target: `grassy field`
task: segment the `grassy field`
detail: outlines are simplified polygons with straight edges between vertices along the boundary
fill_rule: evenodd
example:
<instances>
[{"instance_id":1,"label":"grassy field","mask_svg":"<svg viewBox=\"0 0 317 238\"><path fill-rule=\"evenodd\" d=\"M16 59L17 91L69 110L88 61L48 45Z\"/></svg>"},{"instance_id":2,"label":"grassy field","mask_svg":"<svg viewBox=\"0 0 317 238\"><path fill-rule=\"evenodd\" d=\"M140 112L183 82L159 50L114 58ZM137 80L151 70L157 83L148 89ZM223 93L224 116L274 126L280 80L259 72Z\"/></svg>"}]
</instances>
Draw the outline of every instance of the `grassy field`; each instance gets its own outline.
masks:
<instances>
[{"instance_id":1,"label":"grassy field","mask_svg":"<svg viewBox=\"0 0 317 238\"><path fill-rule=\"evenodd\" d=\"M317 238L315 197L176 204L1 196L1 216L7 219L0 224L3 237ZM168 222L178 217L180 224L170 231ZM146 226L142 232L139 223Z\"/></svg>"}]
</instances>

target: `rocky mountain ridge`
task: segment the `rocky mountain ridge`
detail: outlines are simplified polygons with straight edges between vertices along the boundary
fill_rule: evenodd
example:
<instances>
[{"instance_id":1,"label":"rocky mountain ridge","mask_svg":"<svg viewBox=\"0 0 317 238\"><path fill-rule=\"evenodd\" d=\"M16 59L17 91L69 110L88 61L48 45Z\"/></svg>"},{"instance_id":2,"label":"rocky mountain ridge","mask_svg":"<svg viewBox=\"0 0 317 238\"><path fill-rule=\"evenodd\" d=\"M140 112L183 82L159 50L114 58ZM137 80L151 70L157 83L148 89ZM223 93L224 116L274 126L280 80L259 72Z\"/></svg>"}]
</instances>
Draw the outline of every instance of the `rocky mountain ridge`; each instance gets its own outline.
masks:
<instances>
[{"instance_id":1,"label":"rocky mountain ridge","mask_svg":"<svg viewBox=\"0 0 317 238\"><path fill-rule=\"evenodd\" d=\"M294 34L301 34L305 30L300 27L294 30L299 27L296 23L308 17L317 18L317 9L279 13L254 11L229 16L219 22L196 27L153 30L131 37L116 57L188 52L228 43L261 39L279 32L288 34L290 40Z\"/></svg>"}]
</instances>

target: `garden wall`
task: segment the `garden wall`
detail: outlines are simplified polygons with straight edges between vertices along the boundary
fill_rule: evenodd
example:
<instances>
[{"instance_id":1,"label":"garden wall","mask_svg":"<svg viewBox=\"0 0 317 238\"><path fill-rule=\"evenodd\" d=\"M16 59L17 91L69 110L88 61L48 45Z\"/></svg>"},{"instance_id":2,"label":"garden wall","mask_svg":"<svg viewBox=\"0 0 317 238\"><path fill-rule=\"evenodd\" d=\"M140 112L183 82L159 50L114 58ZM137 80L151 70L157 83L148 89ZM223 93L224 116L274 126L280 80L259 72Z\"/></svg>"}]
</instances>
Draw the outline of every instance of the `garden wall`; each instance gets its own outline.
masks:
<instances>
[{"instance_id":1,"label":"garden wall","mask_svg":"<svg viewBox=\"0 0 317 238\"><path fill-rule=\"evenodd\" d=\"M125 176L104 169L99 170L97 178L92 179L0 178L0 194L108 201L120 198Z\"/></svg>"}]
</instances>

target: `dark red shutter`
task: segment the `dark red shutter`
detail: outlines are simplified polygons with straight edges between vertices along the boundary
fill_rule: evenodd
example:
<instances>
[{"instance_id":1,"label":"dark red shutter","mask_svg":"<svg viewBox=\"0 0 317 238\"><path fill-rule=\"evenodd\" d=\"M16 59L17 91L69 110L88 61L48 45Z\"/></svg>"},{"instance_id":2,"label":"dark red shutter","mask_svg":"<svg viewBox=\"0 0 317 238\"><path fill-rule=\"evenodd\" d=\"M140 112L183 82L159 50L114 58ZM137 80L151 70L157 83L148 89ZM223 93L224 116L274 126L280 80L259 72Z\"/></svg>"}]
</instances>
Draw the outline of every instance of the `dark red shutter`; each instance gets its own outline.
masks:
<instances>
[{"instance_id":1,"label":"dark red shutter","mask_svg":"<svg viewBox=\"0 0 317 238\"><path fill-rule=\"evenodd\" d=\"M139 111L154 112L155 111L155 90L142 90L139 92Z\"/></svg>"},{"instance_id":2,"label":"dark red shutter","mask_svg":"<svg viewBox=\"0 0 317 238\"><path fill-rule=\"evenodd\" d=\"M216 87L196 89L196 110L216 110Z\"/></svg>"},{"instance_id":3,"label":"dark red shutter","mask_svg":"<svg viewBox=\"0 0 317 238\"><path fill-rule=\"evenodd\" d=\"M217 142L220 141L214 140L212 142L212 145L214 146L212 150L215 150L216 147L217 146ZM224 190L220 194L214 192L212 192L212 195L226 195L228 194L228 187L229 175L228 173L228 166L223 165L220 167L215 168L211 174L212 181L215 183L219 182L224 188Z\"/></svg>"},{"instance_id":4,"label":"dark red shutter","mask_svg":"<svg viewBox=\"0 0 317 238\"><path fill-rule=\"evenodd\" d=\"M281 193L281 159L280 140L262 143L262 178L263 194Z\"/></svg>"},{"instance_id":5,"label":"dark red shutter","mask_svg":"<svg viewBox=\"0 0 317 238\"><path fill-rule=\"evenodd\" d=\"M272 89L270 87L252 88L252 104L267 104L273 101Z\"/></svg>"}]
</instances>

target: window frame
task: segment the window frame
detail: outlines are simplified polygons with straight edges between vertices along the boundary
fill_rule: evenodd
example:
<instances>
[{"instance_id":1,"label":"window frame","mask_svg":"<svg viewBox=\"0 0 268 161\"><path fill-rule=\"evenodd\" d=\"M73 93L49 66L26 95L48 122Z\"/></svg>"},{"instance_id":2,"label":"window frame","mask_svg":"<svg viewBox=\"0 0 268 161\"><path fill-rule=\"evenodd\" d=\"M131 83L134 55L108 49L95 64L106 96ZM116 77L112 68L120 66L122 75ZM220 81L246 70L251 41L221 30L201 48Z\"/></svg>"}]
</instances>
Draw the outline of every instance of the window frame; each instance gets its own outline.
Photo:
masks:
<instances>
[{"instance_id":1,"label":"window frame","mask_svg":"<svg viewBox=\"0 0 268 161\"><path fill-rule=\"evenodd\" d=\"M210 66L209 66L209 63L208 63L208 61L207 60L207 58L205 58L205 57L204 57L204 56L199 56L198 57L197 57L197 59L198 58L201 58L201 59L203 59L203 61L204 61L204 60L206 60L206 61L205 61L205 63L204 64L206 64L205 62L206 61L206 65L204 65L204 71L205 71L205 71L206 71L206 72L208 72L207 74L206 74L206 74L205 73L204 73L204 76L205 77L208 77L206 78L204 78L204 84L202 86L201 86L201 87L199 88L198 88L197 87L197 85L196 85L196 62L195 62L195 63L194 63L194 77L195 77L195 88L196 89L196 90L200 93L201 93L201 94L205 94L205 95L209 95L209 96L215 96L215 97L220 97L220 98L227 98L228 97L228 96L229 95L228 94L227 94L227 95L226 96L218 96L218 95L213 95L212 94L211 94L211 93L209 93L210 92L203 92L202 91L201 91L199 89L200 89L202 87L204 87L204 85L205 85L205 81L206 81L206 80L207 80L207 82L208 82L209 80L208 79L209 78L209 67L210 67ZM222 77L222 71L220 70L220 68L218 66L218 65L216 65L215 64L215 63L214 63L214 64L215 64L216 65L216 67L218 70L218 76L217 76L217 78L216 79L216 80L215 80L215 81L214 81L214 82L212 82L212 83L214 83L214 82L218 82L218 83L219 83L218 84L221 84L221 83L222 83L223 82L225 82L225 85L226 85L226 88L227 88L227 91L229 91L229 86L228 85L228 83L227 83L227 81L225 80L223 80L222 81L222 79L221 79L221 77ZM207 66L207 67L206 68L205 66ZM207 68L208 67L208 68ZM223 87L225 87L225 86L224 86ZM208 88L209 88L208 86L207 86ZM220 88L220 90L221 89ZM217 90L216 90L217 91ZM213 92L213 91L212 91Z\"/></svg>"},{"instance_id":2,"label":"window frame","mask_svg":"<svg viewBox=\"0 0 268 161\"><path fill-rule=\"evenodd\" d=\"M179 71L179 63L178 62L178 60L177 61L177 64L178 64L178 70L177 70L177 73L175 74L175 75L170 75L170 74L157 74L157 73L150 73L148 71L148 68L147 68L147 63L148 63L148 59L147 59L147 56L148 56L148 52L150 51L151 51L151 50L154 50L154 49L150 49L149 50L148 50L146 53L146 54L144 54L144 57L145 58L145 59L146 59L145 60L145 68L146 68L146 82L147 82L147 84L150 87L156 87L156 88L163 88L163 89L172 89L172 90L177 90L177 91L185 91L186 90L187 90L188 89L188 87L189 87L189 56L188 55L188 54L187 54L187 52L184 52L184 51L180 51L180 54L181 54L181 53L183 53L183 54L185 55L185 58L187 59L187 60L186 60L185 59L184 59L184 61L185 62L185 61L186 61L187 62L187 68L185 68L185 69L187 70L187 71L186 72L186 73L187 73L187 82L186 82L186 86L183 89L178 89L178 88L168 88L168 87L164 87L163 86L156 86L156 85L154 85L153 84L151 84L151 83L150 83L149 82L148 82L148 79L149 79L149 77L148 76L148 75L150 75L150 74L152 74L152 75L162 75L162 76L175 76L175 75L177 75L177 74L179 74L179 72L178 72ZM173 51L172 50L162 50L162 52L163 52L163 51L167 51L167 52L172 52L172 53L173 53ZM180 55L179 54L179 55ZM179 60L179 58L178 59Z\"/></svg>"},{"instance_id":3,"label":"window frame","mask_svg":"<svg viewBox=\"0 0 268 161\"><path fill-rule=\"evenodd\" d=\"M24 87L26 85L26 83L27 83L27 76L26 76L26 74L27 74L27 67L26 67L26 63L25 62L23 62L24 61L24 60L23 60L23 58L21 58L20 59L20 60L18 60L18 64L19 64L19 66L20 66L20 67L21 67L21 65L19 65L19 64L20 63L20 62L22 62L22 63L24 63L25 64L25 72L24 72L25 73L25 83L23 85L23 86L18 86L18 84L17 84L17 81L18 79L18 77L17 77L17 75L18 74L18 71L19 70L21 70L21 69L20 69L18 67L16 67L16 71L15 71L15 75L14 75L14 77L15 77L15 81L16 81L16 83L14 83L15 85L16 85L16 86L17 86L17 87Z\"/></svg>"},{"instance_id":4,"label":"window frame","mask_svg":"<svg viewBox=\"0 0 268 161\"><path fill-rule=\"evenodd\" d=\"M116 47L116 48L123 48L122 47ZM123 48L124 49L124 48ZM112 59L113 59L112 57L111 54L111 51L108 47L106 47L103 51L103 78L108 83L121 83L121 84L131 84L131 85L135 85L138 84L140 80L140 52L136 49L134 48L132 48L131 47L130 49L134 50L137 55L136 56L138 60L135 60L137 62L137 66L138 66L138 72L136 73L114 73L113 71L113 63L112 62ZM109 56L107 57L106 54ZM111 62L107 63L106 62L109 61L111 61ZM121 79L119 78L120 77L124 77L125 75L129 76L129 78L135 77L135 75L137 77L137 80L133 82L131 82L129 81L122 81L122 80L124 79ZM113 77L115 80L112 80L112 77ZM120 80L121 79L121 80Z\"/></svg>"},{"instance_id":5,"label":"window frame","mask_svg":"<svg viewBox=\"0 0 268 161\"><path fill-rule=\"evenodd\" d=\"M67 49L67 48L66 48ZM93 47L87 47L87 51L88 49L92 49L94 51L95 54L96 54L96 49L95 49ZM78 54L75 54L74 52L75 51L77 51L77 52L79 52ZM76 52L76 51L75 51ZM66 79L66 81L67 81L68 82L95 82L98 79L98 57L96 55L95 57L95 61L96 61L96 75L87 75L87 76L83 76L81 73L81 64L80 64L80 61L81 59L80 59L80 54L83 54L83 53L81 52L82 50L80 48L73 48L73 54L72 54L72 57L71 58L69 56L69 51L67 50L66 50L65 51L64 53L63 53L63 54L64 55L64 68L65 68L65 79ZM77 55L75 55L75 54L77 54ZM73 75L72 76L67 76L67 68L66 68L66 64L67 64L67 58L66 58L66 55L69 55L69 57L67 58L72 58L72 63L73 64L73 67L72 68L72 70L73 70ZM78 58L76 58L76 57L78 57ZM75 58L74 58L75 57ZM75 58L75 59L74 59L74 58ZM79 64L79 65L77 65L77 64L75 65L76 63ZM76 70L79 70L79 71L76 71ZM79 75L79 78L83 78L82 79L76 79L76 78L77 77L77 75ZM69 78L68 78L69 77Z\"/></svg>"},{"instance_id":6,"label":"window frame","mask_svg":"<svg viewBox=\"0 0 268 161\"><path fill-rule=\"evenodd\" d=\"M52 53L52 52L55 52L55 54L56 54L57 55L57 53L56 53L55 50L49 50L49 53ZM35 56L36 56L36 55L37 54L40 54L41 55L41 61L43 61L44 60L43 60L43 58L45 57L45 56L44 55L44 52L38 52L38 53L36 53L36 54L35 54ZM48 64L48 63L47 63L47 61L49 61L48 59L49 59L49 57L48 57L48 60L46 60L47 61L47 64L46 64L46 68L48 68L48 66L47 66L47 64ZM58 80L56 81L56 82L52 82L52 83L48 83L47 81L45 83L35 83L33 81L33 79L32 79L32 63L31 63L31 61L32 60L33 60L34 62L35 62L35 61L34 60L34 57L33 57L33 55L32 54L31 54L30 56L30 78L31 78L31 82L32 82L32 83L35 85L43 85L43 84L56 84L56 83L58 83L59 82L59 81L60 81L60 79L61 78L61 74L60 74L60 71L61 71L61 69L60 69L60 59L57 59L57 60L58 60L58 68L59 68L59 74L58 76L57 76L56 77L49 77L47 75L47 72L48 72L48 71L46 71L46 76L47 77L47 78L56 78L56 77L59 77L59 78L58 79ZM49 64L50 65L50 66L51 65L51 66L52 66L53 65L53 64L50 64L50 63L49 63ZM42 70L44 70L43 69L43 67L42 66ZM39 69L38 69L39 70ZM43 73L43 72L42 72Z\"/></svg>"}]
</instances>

[Exercise instructions] Pick out every line of the items above that contains the string "task", and copy each one in full.

[Exercise output]
task: segment the `grassy field`
task: segment the `rocky mountain ridge`
task: segment the `garden wall`
task: segment the `dark red shutter`
task: segment the window frame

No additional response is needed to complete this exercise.